→ Work to do: Only the lines from the one containing "Can you see the snow" through the last line below should be written out, exactly and with both ends kept.

→ Extracted records:
────────────────

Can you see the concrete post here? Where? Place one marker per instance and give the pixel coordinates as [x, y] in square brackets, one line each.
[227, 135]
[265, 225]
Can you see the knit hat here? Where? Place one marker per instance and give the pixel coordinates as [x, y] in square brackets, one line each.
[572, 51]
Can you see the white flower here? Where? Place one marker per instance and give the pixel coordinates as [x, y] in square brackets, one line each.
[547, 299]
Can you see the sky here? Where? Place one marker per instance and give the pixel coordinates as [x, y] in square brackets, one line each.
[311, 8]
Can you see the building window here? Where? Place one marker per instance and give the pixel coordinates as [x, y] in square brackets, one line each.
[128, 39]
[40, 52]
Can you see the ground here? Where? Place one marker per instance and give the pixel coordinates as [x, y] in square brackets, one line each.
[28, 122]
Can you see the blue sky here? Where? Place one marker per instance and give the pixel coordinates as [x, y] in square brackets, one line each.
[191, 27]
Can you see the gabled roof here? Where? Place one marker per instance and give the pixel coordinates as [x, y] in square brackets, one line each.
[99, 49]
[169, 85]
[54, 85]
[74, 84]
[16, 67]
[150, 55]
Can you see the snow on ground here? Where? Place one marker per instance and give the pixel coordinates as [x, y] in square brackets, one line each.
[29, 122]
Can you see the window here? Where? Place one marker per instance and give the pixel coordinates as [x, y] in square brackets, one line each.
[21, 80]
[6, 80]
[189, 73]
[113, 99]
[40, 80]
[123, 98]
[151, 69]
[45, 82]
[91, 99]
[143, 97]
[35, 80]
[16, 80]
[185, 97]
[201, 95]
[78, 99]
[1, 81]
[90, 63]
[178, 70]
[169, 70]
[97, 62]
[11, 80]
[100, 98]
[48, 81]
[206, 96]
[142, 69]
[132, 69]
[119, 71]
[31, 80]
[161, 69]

────────────────

→ Exercise answer:
Can you see the snow on ground here? Where? Place one marker per instance and give the pixel coordinates as [x, y] in square brackets, one line each.
[29, 122]
Can you see the window here? Where? Place one marker per instance and give the pixel coordinates as [x, y] in square brackets, one line each.
[21, 80]
[6, 80]
[189, 73]
[113, 99]
[40, 80]
[123, 98]
[151, 69]
[45, 82]
[91, 99]
[143, 97]
[35, 80]
[16, 80]
[185, 97]
[201, 95]
[78, 99]
[1, 81]
[90, 63]
[178, 70]
[169, 70]
[97, 62]
[11, 80]
[100, 98]
[48, 81]
[206, 96]
[142, 69]
[132, 69]
[119, 71]
[31, 80]
[161, 69]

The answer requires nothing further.